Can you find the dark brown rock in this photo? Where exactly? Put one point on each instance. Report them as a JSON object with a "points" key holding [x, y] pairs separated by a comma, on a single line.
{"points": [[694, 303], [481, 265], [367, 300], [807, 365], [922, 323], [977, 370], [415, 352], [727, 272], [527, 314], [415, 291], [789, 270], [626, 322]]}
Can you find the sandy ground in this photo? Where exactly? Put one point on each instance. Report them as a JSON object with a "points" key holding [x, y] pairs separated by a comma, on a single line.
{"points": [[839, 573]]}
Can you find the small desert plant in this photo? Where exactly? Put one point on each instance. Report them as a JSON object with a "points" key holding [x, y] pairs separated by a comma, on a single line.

------------------------------------------------

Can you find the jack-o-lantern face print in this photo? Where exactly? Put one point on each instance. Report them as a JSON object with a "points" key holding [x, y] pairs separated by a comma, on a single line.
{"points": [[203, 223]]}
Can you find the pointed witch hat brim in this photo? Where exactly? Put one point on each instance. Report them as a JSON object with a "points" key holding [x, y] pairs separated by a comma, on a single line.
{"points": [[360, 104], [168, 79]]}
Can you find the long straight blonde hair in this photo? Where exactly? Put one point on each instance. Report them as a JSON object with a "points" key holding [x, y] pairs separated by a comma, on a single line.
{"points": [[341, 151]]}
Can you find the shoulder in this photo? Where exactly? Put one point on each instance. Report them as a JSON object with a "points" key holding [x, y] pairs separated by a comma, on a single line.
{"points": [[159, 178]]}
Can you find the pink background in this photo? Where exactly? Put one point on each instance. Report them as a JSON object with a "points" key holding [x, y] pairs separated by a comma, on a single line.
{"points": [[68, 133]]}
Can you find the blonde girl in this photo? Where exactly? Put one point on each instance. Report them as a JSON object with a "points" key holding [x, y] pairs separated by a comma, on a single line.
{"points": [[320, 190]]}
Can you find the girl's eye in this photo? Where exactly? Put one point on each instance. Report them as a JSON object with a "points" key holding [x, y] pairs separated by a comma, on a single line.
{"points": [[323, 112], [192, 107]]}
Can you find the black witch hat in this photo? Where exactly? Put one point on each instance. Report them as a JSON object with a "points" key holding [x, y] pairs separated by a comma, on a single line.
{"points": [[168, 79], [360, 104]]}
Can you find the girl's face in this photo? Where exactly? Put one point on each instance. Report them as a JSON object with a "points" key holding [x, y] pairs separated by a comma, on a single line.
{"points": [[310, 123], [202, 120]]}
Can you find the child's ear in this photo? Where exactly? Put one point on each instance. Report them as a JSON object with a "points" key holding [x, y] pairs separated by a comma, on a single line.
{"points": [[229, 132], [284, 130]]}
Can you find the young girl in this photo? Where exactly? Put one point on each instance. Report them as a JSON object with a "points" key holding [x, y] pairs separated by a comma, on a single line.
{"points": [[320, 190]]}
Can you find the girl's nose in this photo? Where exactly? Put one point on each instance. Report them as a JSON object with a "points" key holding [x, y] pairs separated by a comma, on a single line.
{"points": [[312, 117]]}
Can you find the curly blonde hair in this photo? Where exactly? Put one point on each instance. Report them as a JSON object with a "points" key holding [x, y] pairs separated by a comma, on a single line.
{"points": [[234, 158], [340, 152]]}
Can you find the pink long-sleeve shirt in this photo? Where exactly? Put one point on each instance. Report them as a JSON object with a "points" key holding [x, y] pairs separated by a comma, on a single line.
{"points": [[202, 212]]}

------------------------------------------------

**Exercise task**
Copy the records word for word, starting at the line that contains "Can you find the dark" and ending at the line that contains "Can you find the small", with both of those lines included.

**Output of the exercise**
Can you find the dark brown rock in this photo? Where exactly? Put one point on each instance. Report them as a JSON object with a "points" key holding [x, y] pairs separated by a comma, on a single line.
{"points": [[694, 303], [481, 265], [367, 300], [807, 365], [922, 323], [977, 370], [415, 352], [727, 272], [527, 314], [415, 291], [789, 270], [626, 322]]}
Can you find the sandy ground in this photo? Where exactly? Put one point on each instance. Report them as a JSON object with a "points" key holding [x, y] pairs separated by a comma, on a single line.
{"points": [[839, 573]]}
Can you find the small desert plant in this photo? Where exactly? Put one point on each instance. Report them as a JSON object with a "points" key holding [x, y] pairs separated by a comma, on a single line.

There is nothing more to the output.